GIVEN REQUEST 1.
In the interview excerpt, when was the Hutchins Commission convened?
GIVEN REQUEST 2.
From the interview excerpt, copy word for word the passage from "YB: Which is" up to and including "without any frame.".

SOURCE EXCERPT.
++++++++++

DC: So we need to resist the scoop culture.

YB: Which is extremely difficult.

DC: And focus on truth. I saw some complaints on Twitter last week after Trump’s announcement that he was going to use an executive order to end birthright citizenship. People said, why is the New York Times repeating that when it is not possible?

YB: It is even worse than that: the Associated Press actually tweeted it out as a quote without any frame.

For decades media and journalism studies have understood that there is a tension between trying to make money by grabbing people’s attention and selling advertising on it and being professional and honest. This is not new. Work on this tension goes back at least to the 1940s and the Hutchins Commission, which was convened at the end of World War II to assess the proper role of the media in a democracy. But the number of opportunities to get it wrong, fed by right-wing propaganda, is much higher today, and the anxiety about competition from online sources is also much higher. So constraints are harder to comply with, or harder to agree to comply with.

++++++++++

DATA SEGMENT.
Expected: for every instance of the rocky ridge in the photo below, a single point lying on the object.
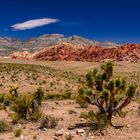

++++++++++

EXERCISE RESULT 1.
At the end of World War II.

EXERCISE RESULT 2.
YB: Which is extremely difficult.

DC: And focus on truth. I saw some complaints on Twitter last week after Trump’s announcement that he was going to use an executive order to end birthright citizenship. People said, why is the New York Times repeating that when it is not possible?

YB: It is even worse than that: the Associated Press actually tweeted it out as a quote without any frame.